▸ TASK DETAILS
Write out every entry in full. Leave nothing out.
--- INFORMATION SHOWN Enclosed Below ---
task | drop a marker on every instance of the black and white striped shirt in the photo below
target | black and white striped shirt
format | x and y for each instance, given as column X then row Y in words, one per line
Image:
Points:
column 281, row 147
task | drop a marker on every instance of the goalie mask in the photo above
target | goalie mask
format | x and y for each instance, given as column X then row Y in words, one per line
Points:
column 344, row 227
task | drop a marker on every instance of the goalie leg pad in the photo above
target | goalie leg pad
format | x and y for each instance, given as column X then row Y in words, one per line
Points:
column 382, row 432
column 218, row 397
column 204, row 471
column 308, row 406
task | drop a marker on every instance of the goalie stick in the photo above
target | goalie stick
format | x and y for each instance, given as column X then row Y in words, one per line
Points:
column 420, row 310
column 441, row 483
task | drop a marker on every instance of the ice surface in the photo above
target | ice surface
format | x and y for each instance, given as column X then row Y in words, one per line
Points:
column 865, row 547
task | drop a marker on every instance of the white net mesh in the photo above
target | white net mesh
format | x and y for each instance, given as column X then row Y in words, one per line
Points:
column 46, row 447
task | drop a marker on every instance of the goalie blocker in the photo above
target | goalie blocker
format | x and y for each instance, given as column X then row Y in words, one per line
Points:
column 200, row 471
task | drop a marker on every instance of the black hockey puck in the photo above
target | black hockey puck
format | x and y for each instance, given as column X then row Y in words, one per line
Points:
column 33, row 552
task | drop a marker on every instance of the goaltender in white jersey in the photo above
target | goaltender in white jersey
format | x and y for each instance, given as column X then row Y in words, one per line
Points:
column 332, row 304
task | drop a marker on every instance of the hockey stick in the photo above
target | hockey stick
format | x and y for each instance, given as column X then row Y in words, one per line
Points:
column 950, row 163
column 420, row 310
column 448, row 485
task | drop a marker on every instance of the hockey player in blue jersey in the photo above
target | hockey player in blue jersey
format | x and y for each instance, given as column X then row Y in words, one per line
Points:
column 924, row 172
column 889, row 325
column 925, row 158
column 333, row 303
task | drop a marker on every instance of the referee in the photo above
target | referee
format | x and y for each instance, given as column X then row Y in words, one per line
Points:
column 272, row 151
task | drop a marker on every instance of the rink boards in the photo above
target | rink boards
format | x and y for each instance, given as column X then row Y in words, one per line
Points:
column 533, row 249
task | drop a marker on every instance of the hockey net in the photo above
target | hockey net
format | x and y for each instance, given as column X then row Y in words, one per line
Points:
--- End of Enclosed INFORMATION SHOWN ---
▸ RESULT OF THE EXERCISE
task | drop a marker on every instance of the black and white striped shirt in the photo below
target | black and white striped shirt
format | x and y for each instance, given as column X then row Y in words, one per line
Image:
Points:
column 281, row 147
task | drop a marker on every instance of the goalie mask in the photo above
target | goalie mask
format | x and y for each instance, given as column X then row Y in words, one per line
Points:
column 344, row 227
task | drop a marker on every instance of the goalie leg pad in the photo above
target | goalie leg pad
format | x and y for each instance, given as column X then row Y in words, one per line
Points:
column 382, row 432
column 218, row 397
column 204, row 471
column 308, row 406
task | drop a marker on every instance of the goalie stick in the photo above
target | goalie stick
format | x and y for each instance, given as column X then row Y in words, one per line
Points:
column 420, row 310
column 441, row 483
task | drop a marker on every instance of the ice surface in the photo above
target | ice surface
format | x and y for each instance, given as column X then row Y in words, one per line
Points:
column 865, row 547
task | drop a marker on every instance of the white net mesh in the photo above
target | white net mesh
format | x and y for each instance, given as column X then row Y in words, one per line
Points:
column 46, row 447
task | drop a marker on every instance of the goalie blocker in the photo above
target | goalie blocker
format | x and y for each instance, given as column X then row Y in words, one per line
Points:
column 200, row 471
task | drop a marker on every instance of the black hockey puck in the photo above
target | black hockey puck
format | x and y for each instance, given as column X then row Y in words, one per line
Points:
column 33, row 552
task | drop a marker on every instance of the goaltender in white jersey in the photo above
target | goaltender in white jersey
format | x and y for each instance, given as column X then row Y in words, one per line
Points:
column 332, row 304
task | drop a marker on every instance of the hockey stick in the photo above
target | hockey stick
format | x and y for each instance, given as column X then row Y in words, one per line
Points:
column 950, row 163
column 420, row 310
column 448, row 485
task | drop a marker on every instance of the hockey player in blue jersey in the photo above
target | hockey player in blue jersey
format | x and y for each instance, given as column X then row Y in words, one per line
Points:
column 924, row 172
column 889, row 325
column 925, row 158
column 333, row 303
task | drop a marker on every instance of the referee in the photo above
target | referee
format | x and y for each instance, given as column X then row Y in words, one per line
Points:
column 272, row 151
task | drop a marker on every instance of the rink boards in the photo above
target | rink boards
format | x and y for each instance, given as column X then row Y in words, one per line
Points:
column 533, row 249
task | drop a marker on every instance of the hockey net in the photo above
target | hockey net
format | x and y for each instance, given as column X then row Y in words, one per line
Points:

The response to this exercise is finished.